TEXT FOR ANALYSIS.
┄┄┄┄┄┄
Poo is another issue. He either has difficulty controlling his bowel, ending up soiling his pants or he has difficulty getting it out... needing an enema. Similarly, being out of breath can result in accidents. We try to let him go to the toilet chair at the same time everyday, hoping to help him train his bowel to go at the same time everyday. Going to the toilet chair, he needs to be hoist up and move to the toilet chair next to him.

We bought him adult diapers but it is something he has to decide if he wants to use. So far it remains unopened. Even though it takes more time helping him change and clean up (something my mother in law does) but not using the diapers also mean he is making effort to control his bowels and less chances of getting sores on his buttocks.

Being mentally alert and fully aware of the humiliation and the reliance on people around him is something I find it hard to see him go thorough. I keep at a distance whenever he needs to go, just to give him as much personal space and save him from the humiliation. At the end of the day, I'm only his daughter in law and at this point he is not ready for me to help him with this aspect. He lets me know when I need to look away.

Understanding this sickness and seeing how hard things are for my FIL, I have never seen him shed a tear, be angry at God, ask 'why him?', shout at any of us, complain or show his frustration. I truly respect him for this.
┄┄┄┄┄┄
Set down the passage on caring for a father-in-law word for word, from "We bought him" up to and including "on his buttocks.". The items that follow are separate material and are not part of the passage.

Natural-language region descriptions:
┄┄┄┄┄┄
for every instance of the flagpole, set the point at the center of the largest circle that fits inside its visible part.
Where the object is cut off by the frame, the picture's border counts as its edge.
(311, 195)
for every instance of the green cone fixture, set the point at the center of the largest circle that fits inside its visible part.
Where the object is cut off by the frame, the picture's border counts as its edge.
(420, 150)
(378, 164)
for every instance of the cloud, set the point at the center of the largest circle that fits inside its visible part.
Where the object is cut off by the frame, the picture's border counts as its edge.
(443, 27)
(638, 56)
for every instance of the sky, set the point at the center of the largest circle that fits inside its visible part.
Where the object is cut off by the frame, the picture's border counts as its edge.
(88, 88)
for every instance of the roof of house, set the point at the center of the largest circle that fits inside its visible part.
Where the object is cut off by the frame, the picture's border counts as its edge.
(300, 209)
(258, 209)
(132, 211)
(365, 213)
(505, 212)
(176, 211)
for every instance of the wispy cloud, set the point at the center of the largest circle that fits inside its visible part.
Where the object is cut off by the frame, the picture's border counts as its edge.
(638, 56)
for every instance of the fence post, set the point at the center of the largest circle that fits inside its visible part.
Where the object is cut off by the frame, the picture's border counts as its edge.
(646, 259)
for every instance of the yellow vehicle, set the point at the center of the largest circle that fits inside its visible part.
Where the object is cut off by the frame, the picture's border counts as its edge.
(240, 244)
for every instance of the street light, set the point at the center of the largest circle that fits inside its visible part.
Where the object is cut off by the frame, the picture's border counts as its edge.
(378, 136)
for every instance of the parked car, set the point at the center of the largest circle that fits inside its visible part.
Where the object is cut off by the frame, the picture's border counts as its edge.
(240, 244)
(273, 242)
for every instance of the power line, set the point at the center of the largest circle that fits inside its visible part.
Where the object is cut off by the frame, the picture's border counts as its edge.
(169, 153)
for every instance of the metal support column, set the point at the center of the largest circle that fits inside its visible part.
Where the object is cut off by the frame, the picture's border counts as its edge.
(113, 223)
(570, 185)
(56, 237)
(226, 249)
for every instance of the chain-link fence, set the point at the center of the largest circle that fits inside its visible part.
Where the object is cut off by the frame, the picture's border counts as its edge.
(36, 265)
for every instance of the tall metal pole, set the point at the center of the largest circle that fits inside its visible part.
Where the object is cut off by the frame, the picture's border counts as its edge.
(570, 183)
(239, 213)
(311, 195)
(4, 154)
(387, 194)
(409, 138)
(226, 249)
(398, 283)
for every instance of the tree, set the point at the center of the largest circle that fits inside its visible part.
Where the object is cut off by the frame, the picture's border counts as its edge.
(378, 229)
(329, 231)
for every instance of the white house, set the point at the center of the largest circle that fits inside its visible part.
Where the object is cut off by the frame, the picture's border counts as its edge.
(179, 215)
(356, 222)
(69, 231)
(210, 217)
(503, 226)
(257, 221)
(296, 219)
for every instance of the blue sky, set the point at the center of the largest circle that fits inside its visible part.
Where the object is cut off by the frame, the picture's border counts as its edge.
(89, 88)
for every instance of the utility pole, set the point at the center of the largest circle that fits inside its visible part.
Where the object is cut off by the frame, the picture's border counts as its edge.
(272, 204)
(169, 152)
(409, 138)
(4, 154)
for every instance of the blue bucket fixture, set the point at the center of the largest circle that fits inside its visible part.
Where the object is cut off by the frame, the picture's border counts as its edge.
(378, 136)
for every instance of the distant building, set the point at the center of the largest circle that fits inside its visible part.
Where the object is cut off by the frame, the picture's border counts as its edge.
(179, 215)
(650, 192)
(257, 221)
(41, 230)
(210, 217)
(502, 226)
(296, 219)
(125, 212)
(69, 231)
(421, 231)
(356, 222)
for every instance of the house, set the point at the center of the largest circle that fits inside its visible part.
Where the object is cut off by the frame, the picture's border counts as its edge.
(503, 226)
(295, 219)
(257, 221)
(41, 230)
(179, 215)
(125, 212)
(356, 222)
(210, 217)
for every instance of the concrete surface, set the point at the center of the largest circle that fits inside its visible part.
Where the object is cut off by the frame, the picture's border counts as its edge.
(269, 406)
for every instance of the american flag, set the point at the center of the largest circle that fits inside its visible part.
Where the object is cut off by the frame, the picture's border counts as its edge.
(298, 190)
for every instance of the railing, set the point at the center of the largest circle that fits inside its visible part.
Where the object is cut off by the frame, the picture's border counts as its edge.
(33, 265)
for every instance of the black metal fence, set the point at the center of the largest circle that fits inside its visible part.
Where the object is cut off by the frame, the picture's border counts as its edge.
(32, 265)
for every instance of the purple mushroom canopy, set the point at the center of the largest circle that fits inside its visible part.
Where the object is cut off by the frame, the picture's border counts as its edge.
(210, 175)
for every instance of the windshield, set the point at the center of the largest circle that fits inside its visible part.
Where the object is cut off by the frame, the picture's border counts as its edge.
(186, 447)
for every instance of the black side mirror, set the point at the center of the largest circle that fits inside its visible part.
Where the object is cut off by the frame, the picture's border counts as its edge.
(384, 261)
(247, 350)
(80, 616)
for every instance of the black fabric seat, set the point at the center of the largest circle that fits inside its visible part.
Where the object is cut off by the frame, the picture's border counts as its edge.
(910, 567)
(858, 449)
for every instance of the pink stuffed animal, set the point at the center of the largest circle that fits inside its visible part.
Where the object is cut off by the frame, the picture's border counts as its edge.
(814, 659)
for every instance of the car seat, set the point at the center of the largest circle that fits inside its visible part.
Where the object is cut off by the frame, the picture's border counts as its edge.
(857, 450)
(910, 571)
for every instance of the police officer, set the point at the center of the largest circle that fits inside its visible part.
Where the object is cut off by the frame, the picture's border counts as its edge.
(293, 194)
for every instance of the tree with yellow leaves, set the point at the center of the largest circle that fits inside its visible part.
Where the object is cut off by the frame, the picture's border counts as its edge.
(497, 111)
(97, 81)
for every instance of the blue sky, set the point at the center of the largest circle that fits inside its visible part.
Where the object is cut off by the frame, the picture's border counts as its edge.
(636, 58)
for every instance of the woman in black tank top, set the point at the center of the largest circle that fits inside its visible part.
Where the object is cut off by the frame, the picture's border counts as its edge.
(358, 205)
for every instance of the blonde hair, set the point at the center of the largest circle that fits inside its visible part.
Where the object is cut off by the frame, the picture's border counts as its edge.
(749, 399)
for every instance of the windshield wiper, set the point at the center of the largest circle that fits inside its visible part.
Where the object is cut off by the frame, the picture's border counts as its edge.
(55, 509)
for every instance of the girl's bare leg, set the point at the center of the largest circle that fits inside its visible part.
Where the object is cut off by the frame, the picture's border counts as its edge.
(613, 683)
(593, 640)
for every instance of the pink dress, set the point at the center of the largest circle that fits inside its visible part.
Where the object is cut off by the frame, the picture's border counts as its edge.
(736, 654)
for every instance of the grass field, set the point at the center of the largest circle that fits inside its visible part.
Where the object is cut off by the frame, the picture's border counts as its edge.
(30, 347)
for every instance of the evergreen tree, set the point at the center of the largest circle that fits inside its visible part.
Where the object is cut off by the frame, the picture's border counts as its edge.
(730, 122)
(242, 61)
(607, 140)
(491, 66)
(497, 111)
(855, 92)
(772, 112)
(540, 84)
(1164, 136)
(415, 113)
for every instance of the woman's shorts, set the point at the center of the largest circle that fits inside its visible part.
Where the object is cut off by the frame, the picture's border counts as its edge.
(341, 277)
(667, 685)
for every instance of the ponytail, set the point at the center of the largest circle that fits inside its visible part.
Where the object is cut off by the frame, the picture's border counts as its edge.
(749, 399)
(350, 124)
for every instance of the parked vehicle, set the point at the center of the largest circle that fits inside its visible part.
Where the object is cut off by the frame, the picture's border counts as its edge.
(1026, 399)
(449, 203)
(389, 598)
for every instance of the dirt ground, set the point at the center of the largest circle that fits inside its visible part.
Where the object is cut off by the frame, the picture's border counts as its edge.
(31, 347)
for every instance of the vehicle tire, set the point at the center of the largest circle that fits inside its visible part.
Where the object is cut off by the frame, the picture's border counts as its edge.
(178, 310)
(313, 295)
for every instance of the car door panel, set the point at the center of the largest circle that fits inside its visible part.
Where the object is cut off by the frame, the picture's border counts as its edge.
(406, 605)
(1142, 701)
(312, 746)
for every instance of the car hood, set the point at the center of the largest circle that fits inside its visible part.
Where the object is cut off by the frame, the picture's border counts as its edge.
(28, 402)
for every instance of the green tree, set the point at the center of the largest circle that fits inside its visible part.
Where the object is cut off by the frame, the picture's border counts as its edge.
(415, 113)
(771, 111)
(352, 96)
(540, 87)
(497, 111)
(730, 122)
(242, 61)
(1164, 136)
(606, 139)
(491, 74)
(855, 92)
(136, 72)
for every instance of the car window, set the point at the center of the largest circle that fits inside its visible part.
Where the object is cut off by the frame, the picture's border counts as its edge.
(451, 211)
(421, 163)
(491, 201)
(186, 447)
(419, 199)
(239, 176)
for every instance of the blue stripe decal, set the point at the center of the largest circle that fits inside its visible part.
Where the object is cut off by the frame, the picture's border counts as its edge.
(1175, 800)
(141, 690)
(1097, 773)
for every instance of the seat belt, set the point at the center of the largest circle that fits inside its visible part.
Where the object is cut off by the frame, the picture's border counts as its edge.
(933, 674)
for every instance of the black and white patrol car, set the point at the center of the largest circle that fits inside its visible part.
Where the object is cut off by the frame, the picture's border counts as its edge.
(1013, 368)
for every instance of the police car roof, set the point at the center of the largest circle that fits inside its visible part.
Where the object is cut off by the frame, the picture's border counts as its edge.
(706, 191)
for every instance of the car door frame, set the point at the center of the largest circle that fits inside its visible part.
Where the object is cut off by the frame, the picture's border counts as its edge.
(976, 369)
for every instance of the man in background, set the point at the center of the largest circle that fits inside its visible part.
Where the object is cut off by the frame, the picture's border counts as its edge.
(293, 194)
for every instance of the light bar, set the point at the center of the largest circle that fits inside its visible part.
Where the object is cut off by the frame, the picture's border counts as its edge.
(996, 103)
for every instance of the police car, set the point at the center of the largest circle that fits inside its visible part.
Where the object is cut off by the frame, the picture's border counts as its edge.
┄┄┄┄┄┄
EXERCISE ANSWER.
We bought him adult diapers but it is something he has to decide if he wants to use. So far it remains unopened. Even though it takes more time helping him change and clean up (something my mother in law does) but not using the diapers also mean he is making effort to control his bowels and less chances of getting sores on his buttocks.